Chamamos de Luta Antimanicomial o movimento correspondente às mudanças nos parâmetros éticos e técnicos no atendimento aos portadores de sofrimento emocional grave, nos serviços públicos no campo da Saúde Mental. Esse processo, também conhecido como “Reforma Psiquiátrica”, iniciou-se no final da década de 80, na cidade de Santos, em São Paulo, com o fechamento do Hospital Anchieta seguido da sua substituição pelos Núcleos de Atenção Psicossocial (NAPS). Essas unidades, distribuídas regionalmente em Santos, passaram a realizar o cuidado para com os portadores de sofrimento psíquico, e valorizavam não apenas o aspecto psicofarmacológico do tratamento, mas também a participação da família, os atendimentos em grupo, as oficinas terapêuticas e as demais dimensões psicossociais do cuidado em saúde mental a partir de então.
Tive a oportunidade de participar desta etapa fundamental na história da psiquiatria e da saúde pública nacional e posso dizer que quando falamos em Luta Antimanicomial nos referimos não somente ao descentramento dos Manicômios como uma instância preferencial no atendimento ao portador de sofrimento emocional grave, mas à revolução ética em todos os âmbitos do cuidado em Saúde Pública. Isso ultrapassa os limites da assistência, especificamente psiquiátrica, e modifica todo entendimento do cuidado em saúde em nosso país, no sentido da humanização do tratamento, que vai dos postos de saúde até os hospitais, da desconstrução de preconceitos até uma nova visão de assistência, na qual a inclusão e o respeito das singularidades encontrassem lugar para fincar raízes.

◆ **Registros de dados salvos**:

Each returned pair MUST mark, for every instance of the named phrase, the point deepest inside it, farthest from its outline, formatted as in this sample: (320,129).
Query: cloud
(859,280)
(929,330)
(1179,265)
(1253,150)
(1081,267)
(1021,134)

◆ **Tarefa proposta A**: Enumere os aspectos do cuidado que os NAPS valorizavam, segundo o texto sobre a Luta Antimanicomial.
◆ **Tarefa proposta B**: De acordo com o texto sobre a Luta Antimanicomial, qual hospital foi fechado em Santos no começo desse processo?
◆ **Tarefa proposta C**: Prossiga com o texto sobre a Luta Antimanicomial a partir da última frase apresentada.
A listagem não tem relação com o texto sobre a Luta Antimanicomial.

◆ **Resposta escrita A**: O aspecto psicofarmacológico do tratamento; a participação da família; os atendimentos em grupo; as oficinas terapêuticas; as demais dimensões psicossociais do cuidado em saúde mental.

◆ **Resposta escrita B**: O Hospital Anchieta.

◆ **Resposta escrita C**:
Passados quase 30 anos, observo que atualmente o chamado “funcionamento manicomial” da assistência em Saúde Mental sofisticou-se bastante, de tal modo que ainda é justificada a Luta Antimanicomial. Se antes os modelos de segregação e medicalização do sofrimento humano podiam ser observados claramente na rotina dos grandes hospitais psiquiátricos, com os longos afastamentos do indivíduo da sua família e da sua comunidade, a destruição das possibilidades de enunciação subjetiva a partir da supermedicação e da resultante incapacitação para o trabalho e para o amor dos “doentes mentais”, hoje encontramos “micro manicômios” fora dos hospitais, dentro das suas próprias casas.
Quando realizo visitas domiciliares, junto às equipes de Saúde da Família, muitas vezes encontro pacientes completamente apáticos, isolados, sentados em cantos, reproduzindo, portanto, em escala muito mais sutil e muito mais virulenta o funcionamento dos antigos hospitais psiquiátricos. O uso excessivo de psicofármacos, a falta de envolvimento dos familiares com o tratamento, as deficiências técnicas e de recursos nas equipes de saúde contribuem para a manutenção deste cenário desolador.
Os desafios para os trabalhadores da Saúde Mental continuam aí, atualizados pelas novas formas da desigualdade social, catalisadas pela globalização, pelos funcionamentos predatórios do supercapitalismo e pela generalização da violência. Neste 18 de maio, olhemos para as conquistas inegáveis da Reforma Psiquiátrica, mas com olhos críticos e não contemplativos, procurando na História instrumentos para enfrentar as práticas contemporâneas de exclusão e de “assassinatos de almas” (como diria o presidente Schreber* ao se referir ao tratamento psiquiátrico), que se dá em escala internacional e não apenas nacional.
* O presidente Schreber é uma personagem importante na História, por ser um juiz de direito, esquizofrênico, internado, que conseguiu defender seu direito de ser desinternado e escutado. Seus escritos autobiográficos foram publicados em seu livro “Memórias de um doente dos nervos”. Tudo isso em meados do século 19!